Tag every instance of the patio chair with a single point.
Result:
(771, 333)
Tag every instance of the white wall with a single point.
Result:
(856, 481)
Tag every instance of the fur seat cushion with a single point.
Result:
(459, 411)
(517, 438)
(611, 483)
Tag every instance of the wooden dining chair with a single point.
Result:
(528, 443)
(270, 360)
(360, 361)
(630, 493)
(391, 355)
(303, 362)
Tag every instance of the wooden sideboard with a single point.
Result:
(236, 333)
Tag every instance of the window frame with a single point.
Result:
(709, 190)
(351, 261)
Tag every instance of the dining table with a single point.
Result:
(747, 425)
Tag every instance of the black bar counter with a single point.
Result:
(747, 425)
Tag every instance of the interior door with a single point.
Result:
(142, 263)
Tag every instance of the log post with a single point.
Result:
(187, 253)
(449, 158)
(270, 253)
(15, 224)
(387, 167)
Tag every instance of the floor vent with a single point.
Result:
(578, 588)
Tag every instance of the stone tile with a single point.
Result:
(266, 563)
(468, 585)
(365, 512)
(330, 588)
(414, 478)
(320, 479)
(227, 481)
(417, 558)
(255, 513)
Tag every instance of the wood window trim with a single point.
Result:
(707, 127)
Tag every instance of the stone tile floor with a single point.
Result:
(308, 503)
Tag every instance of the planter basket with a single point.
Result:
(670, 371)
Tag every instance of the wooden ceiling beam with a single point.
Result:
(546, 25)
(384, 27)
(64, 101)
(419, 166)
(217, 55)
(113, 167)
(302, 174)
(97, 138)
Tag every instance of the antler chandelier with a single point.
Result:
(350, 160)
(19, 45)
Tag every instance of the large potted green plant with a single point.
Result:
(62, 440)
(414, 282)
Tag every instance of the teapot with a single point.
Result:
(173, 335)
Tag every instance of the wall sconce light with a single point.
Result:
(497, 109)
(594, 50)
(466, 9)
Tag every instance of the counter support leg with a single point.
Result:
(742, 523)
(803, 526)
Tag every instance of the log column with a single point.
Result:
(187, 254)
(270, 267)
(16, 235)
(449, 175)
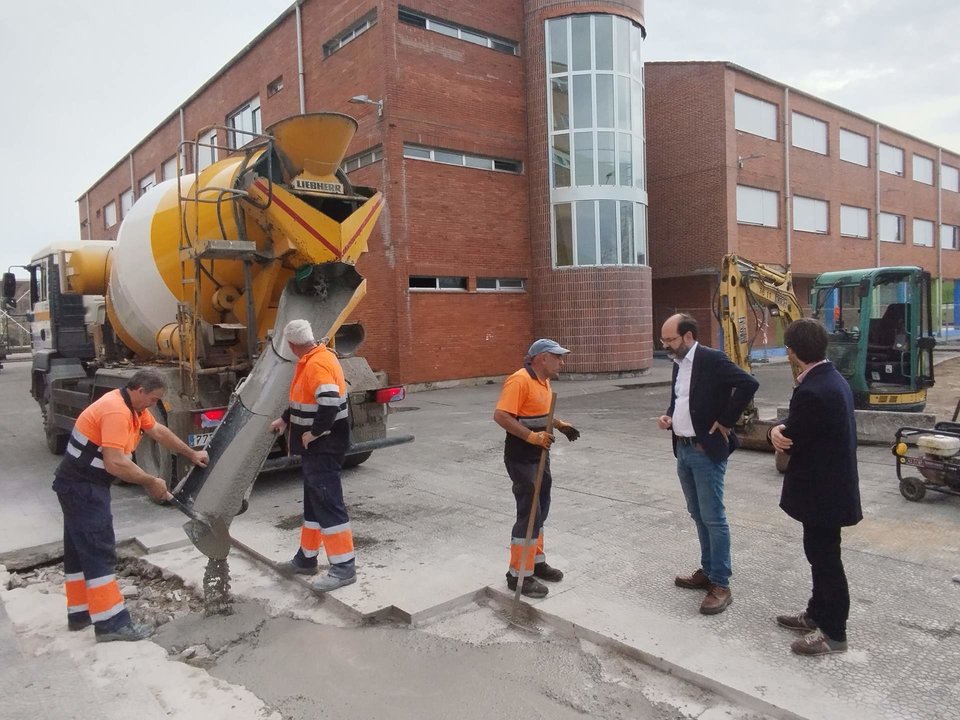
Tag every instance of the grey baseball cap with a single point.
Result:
(546, 345)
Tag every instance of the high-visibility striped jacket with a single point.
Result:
(318, 402)
(109, 422)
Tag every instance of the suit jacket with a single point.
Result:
(821, 485)
(719, 391)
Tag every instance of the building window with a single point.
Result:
(350, 34)
(891, 159)
(110, 214)
(854, 148)
(755, 116)
(274, 86)
(454, 157)
(206, 150)
(501, 284)
(922, 232)
(950, 178)
(949, 237)
(363, 159)
(923, 169)
(245, 122)
(854, 221)
(147, 182)
(757, 207)
(596, 136)
(435, 282)
(126, 202)
(891, 227)
(809, 133)
(411, 17)
(810, 215)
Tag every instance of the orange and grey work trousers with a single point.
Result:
(523, 474)
(90, 556)
(325, 519)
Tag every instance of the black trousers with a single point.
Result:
(829, 603)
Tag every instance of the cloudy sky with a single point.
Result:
(84, 81)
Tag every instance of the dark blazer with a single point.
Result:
(719, 391)
(821, 485)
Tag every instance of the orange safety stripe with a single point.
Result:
(104, 598)
(76, 590)
(517, 554)
(310, 538)
(339, 544)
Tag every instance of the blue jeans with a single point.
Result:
(702, 481)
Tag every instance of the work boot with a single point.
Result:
(801, 622)
(816, 643)
(717, 599)
(290, 567)
(331, 582)
(545, 572)
(130, 632)
(531, 586)
(697, 581)
(74, 624)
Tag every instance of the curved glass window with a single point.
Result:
(598, 191)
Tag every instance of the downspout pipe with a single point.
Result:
(300, 77)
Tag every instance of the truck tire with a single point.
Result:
(358, 459)
(56, 439)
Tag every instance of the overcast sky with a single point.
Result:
(85, 81)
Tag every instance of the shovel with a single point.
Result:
(209, 535)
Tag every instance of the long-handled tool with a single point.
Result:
(209, 535)
(534, 511)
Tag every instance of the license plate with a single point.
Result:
(198, 441)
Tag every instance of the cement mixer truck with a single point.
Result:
(206, 270)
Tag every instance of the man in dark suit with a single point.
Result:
(709, 394)
(821, 486)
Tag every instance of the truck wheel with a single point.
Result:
(913, 489)
(56, 439)
(154, 459)
(358, 459)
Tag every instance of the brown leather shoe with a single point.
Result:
(717, 600)
(697, 581)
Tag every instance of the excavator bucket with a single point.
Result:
(242, 441)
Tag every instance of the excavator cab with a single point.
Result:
(881, 339)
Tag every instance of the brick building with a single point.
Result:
(508, 139)
(740, 163)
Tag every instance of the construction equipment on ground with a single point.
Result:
(878, 322)
(206, 270)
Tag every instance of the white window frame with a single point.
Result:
(949, 178)
(809, 133)
(854, 148)
(811, 215)
(126, 202)
(503, 285)
(767, 201)
(884, 227)
(207, 150)
(147, 182)
(950, 237)
(438, 283)
(854, 221)
(755, 116)
(891, 159)
(243, 121)
(110, 214)
(922, 169)
(923, 232)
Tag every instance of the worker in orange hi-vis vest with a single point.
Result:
(522, 411)
(99, 450)
(320, 434)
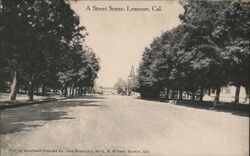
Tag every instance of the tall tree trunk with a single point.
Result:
(43, 89)
(167, 94)
(180, 94)
(209, 91)
(237, 95)
(70, 91)
(247, 93)
(173, 94)
(30, 91)
(201, 94)
(14, 87)
(217, 96)
(61, 90)
(193, 96)
(65, 90)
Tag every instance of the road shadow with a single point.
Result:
(28, 117)
(235, 109)
(88, 97)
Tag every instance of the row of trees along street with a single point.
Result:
(42, 46)
(208, 50)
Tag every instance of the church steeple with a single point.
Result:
(132, 73)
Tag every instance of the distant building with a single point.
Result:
(227, 94)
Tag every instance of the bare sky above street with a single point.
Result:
(119, 37)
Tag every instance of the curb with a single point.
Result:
(27, 103)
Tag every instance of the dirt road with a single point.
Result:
(119, 126)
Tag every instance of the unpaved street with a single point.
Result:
(117, 125)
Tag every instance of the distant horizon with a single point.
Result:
(119, 38)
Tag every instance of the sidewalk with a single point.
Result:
(21, 101)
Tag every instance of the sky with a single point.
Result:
(119, 37)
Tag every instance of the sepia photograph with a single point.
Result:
(124, 77)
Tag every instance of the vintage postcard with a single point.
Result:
(124, 77)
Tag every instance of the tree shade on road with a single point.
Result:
(41, 46)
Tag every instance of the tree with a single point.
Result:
(121, 86)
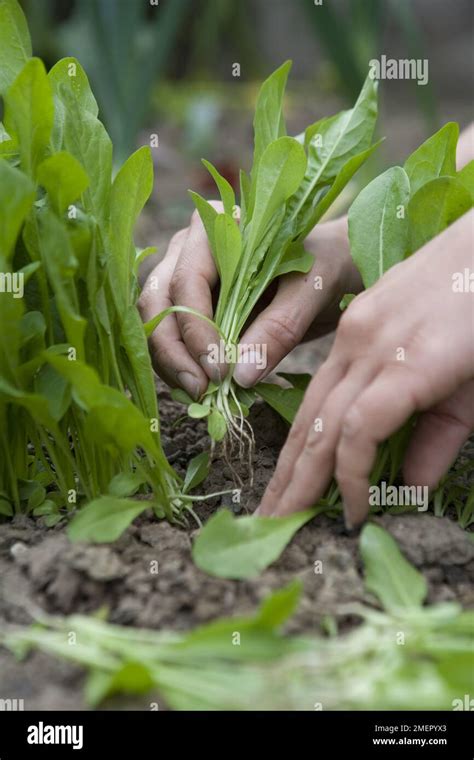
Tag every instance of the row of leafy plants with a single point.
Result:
(79, 421)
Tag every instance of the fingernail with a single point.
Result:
(210, 368)
(190, 384)
(246, 372)
(347, 520)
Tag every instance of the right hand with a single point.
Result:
(187, 276)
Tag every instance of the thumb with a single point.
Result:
(277, 329)
(438, 436)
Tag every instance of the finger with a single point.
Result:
(329, 374)
(170, 357)
(378, 412)
(313, 469)
(193, 279)
(284, 323)
(438, 436)
(276, 330)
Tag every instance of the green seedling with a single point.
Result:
(78, 409)
(292, 183)
(403, 656)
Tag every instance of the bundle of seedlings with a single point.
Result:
(292, 183)
(78, 407)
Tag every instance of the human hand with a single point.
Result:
(405, 345)
(302, 307)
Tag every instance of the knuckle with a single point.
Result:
(283, 329)
(353, 423)
(357, 320)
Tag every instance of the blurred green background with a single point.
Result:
(167, 68)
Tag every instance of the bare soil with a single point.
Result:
(40, 567)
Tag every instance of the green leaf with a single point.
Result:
(17, 194)
(225, 189)
(434, 158)
(208, 216)
(53, 387)
(6, 509)
(177, 394)
(64, 179)
(198, 470)
(129, 678)
(15, 42)
(82, 134)
(281, 605)
(57, 255)
(130, 191)
(142, 254)
(299, 380)
(285, 401)
(434, 207)
(296, 259)
(378, 224)
(342, 178)
(29, 114)
(268, 122)
(280, 172)
(388, 575)
(198, 411)
(36, 498)
(216, 425)
(133, 340)
(228, 247)
(346, 300)
(125, 484)
(36, 405)
(239, 548)
(333, 141)
(466, 177)
(105, 519)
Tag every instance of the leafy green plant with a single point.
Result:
(292, 183)
(238, 548)
(394, 216)
(366, 668)
(78, 408)
(405, 207)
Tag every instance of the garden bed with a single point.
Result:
(41, 567)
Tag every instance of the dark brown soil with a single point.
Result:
(41, 567)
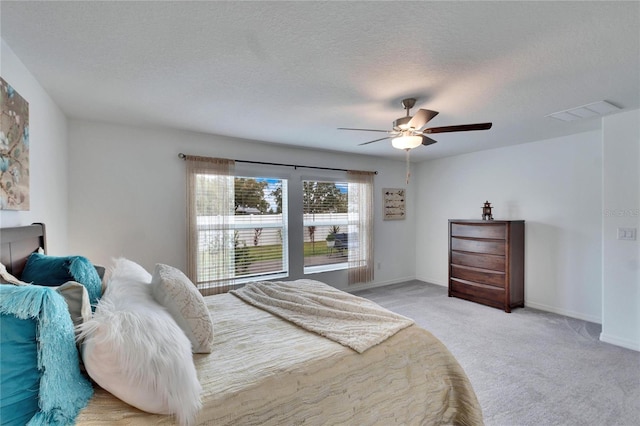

**Task item**
Among the lines above, find those with the word "window". Copy them.

**Task answer**
Tag every instance of the window frame with a single point.
Tag every instance of the wood window trim with a single point.
Tag every instance of the building window with a single point.
Tag every instance of the curved glass window with a single point.
Tag every instance of the white window frame with a single point.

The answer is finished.